'''
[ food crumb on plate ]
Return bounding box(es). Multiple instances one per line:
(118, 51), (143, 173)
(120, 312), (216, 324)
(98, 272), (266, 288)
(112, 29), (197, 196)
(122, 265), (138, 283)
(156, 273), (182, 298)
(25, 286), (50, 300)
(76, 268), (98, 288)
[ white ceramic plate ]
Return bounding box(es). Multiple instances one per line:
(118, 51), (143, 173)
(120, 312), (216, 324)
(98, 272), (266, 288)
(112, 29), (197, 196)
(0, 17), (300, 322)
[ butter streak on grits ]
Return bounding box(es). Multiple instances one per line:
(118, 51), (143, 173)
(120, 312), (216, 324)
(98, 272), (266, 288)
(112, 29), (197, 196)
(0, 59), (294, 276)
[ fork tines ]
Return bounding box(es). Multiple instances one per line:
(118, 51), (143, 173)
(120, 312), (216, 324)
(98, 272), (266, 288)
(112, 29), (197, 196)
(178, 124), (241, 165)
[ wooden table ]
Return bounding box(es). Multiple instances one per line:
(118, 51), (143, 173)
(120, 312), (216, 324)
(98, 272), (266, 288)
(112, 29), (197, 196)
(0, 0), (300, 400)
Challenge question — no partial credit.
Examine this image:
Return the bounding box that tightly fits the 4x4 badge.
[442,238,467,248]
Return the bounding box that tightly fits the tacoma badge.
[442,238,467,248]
'''
Task statement:
Rename "tacoma" to "tundra" in the stretch from the line that contains "Return the bounding box that tightly fits the tacoma" through the end of the lines. Write out only those lines again, leaving everything else in them unchanged.

Exercise response:
Return the bounding box that tightly fits the tundra badge.
[442,238,467,248]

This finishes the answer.